[Отрывок документа]
===

     Уже 10 месяцев длилась оккупация. Евреев Янова согнали в тесный квартал гетто. За десять месяцев бывшие соседи ограбили, изнасиловали и убили многих обитателей гетто. Вот лишь несколько имен погибших от рук полицаев и “мирных сельчан”: Мошка Абрамзон, Давид Дорф, Мошка Пинчевский, Гецель и Шмуль Фильгурт, Зина Грунфайн, Фройда Шафир - это только те, о ком мы знаем.
     Согнанные в гетто, одинокие в большом мире, евреи чувствовали, как над ними собираются тучи. Но никто и представить себе не мог, что цель оккупантов и их сообщников - уничтожить всех: кузнецов и хлеборобов, сапожников и печников, женщин, детей, старух. И вот - приказ: покинуть гетто и без вещей собраться в конюшне колхоза “Хлебопашец”. Свист пуль и нагаек - идет облава на тех, кто пытался скрыться.
     30 мая 1942 года евреев выгнали из конюшни, построили в колонну. Обессиленная голодом и болезнями, толпа двинулась, подгоняемая пулями и плетками полицаев. За ней шли селяне-неевреи - попрощаться с соседями, узнать, что с ними будет. Евреи шли, опустив головы, словно их превратили в животных, отправляемых на убой. Женщины прижимали самое дорогое, за что всегда были готовы заплатить жизнью - только бы остались живы они, их дети.
     Хайка Скляр шла с дочерью, державшей на руках внука. Дочь отстала. Мадьяр выхватил саблю и одним ударом отсек головы матери и ребенка. Другой фашист сделал снимок - будет чем гордиться, когда вернется к себе в Будапешт.

===

[Сохранённые данные]

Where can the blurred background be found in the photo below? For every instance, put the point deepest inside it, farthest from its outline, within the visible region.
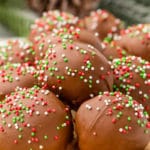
(16, 16)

===

[Задание 1]
Верните из отрывка о гетто Янова фрагмент, который открывается словами «30 мая 1942» и завершается словами «они, их дети.».
[Задание 2]
Какого числа, согласно отрывку о гетто Янова, евреев выгнали из конюшни и построили в колонну?
Материалы для работы не понадобятся.

[Ответ 1]
30 мая 1942 года евреев выгнали из конюшни, построили в колонну. Обессиленная голодом и болезнями, толпа двинулась, подгоняемая пулями и плетками полицаев. За ней шли селяне-неевреи - попрощаться с соседями, узнать, что с ними будет. Евреи шли, опустив головы, словно их превратили в животных, отправляемых на убой. Женщины прижимали самое дорогое, за что всегда были готовы заплатить жизнью - только бы остались живы они, их дети.

[Ответ 2]
30 мая 1942 года.